[Records]
<<<<

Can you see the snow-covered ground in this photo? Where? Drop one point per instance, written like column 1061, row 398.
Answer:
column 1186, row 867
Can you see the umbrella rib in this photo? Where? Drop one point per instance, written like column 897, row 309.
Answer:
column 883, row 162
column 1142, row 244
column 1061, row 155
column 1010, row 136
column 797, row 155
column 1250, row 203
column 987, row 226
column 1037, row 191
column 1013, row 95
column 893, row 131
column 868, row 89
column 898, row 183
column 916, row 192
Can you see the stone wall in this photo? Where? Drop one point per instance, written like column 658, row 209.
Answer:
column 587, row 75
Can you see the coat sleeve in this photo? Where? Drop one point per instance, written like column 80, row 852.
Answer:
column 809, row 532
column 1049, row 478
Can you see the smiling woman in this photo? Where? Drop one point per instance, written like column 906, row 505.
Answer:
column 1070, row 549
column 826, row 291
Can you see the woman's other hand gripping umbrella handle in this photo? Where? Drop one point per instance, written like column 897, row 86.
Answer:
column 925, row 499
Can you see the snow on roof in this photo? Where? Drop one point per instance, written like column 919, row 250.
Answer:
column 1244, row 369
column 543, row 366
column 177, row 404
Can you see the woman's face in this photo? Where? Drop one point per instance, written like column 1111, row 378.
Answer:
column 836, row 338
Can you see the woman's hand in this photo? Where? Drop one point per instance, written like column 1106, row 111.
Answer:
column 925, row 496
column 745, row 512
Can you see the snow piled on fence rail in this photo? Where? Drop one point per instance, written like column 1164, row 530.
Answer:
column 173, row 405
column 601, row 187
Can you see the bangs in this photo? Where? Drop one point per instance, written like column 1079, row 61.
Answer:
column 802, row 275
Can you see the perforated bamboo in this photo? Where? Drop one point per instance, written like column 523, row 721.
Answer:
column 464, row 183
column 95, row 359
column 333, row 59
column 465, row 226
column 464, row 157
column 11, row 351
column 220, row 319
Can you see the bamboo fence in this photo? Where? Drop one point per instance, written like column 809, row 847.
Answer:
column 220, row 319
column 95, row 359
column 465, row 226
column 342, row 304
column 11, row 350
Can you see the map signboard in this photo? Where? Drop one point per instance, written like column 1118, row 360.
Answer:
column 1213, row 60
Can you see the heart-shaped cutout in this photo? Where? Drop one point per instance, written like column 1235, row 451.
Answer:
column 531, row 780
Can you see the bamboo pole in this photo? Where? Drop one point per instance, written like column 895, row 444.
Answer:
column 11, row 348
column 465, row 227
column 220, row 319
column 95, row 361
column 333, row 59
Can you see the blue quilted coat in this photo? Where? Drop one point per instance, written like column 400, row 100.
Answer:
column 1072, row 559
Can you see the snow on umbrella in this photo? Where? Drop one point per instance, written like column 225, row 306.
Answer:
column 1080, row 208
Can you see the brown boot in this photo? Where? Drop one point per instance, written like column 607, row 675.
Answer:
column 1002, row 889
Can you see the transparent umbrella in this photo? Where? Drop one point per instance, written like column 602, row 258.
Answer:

>>>>

[Exercise aim]
Reproduce without alteration the lines of the data above, from the line containing "Can you see the snow on umbrella" through the final line of the data, both ends included.

[Task solution]
Can you see the snow on umbrella in this photo? Where? Drop one point per instance, written like column 225, row 306.
Answer:
column 1080, row 208
Can you see the brown boot in this photo? Where? Drop one point per instance, written like column 607, row 675.
Answer:
column 1002, row 889
Can you see the transparent umbrella in this photo? Where? Drop one point per instance, written like column 602, row 258.
Answer:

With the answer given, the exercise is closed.